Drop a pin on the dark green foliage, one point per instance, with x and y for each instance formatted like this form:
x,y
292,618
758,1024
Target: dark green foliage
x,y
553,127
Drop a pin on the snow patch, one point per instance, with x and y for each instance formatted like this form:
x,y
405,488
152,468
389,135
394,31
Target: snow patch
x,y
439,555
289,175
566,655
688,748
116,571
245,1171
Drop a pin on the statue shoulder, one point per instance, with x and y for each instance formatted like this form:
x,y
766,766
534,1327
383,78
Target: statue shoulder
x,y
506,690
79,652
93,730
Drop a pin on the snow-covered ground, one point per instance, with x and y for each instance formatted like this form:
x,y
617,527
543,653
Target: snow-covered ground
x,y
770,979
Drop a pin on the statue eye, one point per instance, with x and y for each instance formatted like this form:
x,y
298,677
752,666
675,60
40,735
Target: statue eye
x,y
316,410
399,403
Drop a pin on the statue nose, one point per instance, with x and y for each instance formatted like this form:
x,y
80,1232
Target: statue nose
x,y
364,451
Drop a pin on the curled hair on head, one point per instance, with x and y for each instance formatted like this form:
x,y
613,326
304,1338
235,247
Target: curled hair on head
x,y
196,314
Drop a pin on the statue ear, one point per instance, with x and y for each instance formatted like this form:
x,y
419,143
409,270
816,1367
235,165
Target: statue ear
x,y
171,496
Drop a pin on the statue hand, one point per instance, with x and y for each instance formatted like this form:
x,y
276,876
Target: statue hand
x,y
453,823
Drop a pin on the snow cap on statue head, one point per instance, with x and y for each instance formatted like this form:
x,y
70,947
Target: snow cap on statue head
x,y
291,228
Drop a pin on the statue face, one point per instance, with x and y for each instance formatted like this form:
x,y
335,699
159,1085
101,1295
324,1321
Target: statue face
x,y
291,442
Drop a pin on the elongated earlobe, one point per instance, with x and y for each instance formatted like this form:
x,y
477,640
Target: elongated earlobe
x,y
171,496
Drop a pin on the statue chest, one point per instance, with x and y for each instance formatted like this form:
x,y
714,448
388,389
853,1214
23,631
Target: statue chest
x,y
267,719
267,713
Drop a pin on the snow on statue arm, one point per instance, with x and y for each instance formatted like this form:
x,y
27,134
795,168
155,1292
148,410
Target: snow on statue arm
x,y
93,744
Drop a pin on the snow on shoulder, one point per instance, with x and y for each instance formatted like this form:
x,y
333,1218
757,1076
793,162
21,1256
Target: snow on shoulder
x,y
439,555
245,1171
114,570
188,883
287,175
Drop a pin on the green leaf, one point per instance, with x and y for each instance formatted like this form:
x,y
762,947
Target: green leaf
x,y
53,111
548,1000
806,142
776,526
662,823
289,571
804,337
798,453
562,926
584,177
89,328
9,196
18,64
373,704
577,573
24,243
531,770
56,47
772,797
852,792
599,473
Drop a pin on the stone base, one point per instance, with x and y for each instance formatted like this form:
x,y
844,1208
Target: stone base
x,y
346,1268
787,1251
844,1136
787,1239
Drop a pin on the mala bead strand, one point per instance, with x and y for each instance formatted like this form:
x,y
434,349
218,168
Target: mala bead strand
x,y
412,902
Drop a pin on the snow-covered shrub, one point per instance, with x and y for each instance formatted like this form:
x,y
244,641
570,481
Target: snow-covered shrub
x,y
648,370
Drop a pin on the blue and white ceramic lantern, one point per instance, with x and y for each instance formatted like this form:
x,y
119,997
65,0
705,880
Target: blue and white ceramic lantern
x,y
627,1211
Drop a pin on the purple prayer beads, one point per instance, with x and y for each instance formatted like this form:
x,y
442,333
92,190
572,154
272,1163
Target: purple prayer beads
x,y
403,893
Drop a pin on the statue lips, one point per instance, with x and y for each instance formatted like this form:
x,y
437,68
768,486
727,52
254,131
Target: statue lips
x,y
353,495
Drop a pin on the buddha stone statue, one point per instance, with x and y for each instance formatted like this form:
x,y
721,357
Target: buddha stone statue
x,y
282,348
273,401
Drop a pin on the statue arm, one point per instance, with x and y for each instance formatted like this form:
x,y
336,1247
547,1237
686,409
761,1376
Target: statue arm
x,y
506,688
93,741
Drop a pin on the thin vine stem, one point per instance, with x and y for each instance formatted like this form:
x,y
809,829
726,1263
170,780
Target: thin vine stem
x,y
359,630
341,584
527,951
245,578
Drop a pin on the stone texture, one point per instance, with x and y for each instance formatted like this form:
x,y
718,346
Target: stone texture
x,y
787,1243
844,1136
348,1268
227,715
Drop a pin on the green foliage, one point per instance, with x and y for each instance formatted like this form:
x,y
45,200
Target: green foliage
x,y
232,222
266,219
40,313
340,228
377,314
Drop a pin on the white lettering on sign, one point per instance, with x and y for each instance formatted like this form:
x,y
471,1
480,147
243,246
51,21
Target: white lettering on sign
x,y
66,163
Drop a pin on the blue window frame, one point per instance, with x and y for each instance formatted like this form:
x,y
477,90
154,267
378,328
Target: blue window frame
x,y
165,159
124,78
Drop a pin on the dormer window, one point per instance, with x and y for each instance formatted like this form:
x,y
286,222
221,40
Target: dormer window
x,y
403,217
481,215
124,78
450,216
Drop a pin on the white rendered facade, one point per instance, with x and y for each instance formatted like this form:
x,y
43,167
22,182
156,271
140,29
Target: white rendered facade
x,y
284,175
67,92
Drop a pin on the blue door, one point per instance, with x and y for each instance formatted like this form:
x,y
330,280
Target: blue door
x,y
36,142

------------------------------

# REQUIREMENT:
Having read the entries above, restate them all word for word.

# TASK ANSWER:
Drop a pin on the dark green foliage, one point per instance, with x and y for each instance formatted like this form:
x,y
292,618
758,1024
Target: dark green foliage
x,y
553,127
Drop a pin on the snow patch, one point per instance, with x and y for each instance formatted like this form:
x,y
405,488
152,468
389,135
394,31
Target: snow patch
x,y
439,555
289,175
566,655
688,748
116,571
245,1171
Drop a pin on the statue shoulder, one point per instance, with x and y for each instance formatted like this form:
x,y
766,766
534,1327
383,78
Target: statue shoulder
x,y
506,690
79,652
93,730
Drop a pin on the snow-covered ground, one point per instance, with x and y for each instance formatted like this form:
x,y
617,527
543,653
Target: snow-covered ground
x,y
770,979
Drop a pin on the statue eye, one point per instance, with x and y for each instance formatted like this form:
x,y
298,677
752,666
675,60
40,735
Target: statue eye
x,y
316,410
399,403
Drop a pin on the statue nose, one point per instance, with x and y for each instance formatted like this form:
x,y
80,1232
Target: statue nose
x,y
364,451
Drop a pin on the curled hair on head, one point per instance, with x and y for each instance formatted like this form:
x,y
613,326
304,1338
235,247
Target: curled hair on head
x,y
196,314
Drop a pin on the statue ear, one point per instance, with x and y for each instance formatted like this form:
x,y
419,143
409,270
816,1367
235,165
Target: statue ear
x,y
171,496
Drop a pin on the statue hand, one point per instance, with x and y for each instance formatted like this form:
x,y
276,876
Target: statue hand
x,y
453,823
Drop a pin on the snow cap on statue head, one point per instance, with x and y for each instance formatted like this form:
x,y
70,947
Target: snow cap on statue head
x,y
291,228
Drop a pin on the statue face, one point per instance, with x and y for each instance formatted like this form:
x,y
335,699
159,1085
101,1295
324,1321
Target: statue face
x,y
291,442
Drop a pin on the elongated earlobe, one point per instance, with x and y for each instance formatted like this form:
x,y
477,640
Target: elongated earlobe
x,y
171,496
Drop a pin on the statue chest, one point per instance, with x and y for each instance formatted like this form:
x,y
714,448
388,389
853,1214
23,631
Target: statue chest
x,y
267,719
267,713
Drop a pin on the snow on statue arm, one point per instance, with x and y for each instance formatted like this form:
x,y
27,134
795,168
155,1292
148,410
Target: snow on statue arm
x,y
93,744
Drop a pin on the snow on shoulder, one point per instance, with x and y for each instance formatted like this form:
x,y
333,1218
757,1076
793,162
21,1256
Target: snow on shoulder
x,y
439,555
245,1171
114,570
188,883
287,175
Drop a pin on the green leaf, one point per instance, with x and y for each instance formatted like this form:
x,y
762,947
Target: green leaf
x,y
53,111
548,1000
806,142
776,526
662,823
289,571
804,337
798,453
562,926
584,177
89,328
9,196
18,64
373,704
577,573
24,243
531,770
56,47
772,797
852,792
599,473
Drop a pin on the stone base, one point per instance, with x and y for each instance formatted like this form:
x,y
844,1208
Target: stone base
x,y
346,1268
787,1251
844,1136
787,1239
Drop a pin on the mala bead strand, one point per instance, with x and y for each instance formatted like this form:
x,y
434,349
218,168
Target: mala bead strand
x,y
412,902
Drop a pin on the snow-covered shrub, one point per instance, with x and y for each instance formatted like this form:
x,y
244,641
570,481
Target: snow-covered shrub
x,y
648,370
Drop a pin on the blue and white ceramic lantern, one point per instance, with x and y for each instance formatted like this form:
x,y
119,997
65,0
705,880
Target: blue and white ceramic lantern
x,y
627,1211
Drop a pin on the purple prayer beads, one point per instance, with x and y for each instance formatted like this form:
x,y
442,333
92,190
572,154
272,1163
Target: purple prayer beads
x,y
403,893
Drop a pin on the statue lips, one point per instance, with x and y for each instance formatted like this form:
x,y
437,68
768,486
727,52
254,131
Target: statue lips
x,y
353,495
Drop a pin on the buddha stone statue, one point per instance, with x and y for each instance formatted like this form:
x,y
721,357
Target: buddha stone statue
x,y
282,348
273,401
Drop a pin on the statue arm, one point per instance, with x and y for each instance formatted like this form:
x,y
336,1247
547,1237
686,409
761,1376
Target: statue arm
x,y
506,688
93,741
Drop a pin on the thin vine stem, one point per instance, with x and y for each instance formatted like this form:
x,y
809,829
726,1263
170,780
Target: thin vine stem
x,y
359,630
341,584
527,951
245,578
Drop a pin on the stone texture, one point per instance, with x and y for each instance formatted like this form:
x,y
718,346
Target: stone texture
x,y
787,1243
844,1136
348,1268
227,715
Drop a pin on the green foliage, one point per instance, with x and y for each instance formatted like this form:
x,y
45,200
Target: green foliage
x,y
232,222
266,219
40,313
340,228
377,314
Drop a pin on the white lettering on sign, one point per instance, with x and y for each instance formatted like this form:
x,y
471,1
480,147
243,246
51,21
Target: white lettering on sign
x,y
66,163
Drop a pin on the blue window frame, one point per instance, with x and y for each instance formatted like this form:
x,y
477,90
154,267
378,328
Target: blue window frame
x,y
165,159
124,78
Drop a pin on the dormer window, one point per instance, with x and y for each instance formatted like this form:
x,y
286,222
221,40
Target: dormer window
x,y
403,217
481,215
124,78
450,216
Drop a pin on the white rendered facade, one point per instance, with x and y for each instance formatted like this form:
x,y
43,167
22,182
156,271
140,29
Target: white rendered facade
x,y
284,175
67,92
Drop a pin on the blue door, one point per instance, with x and y for each instance formatted like this form:
x,y
330,280
Target: blue door
x,y
36,142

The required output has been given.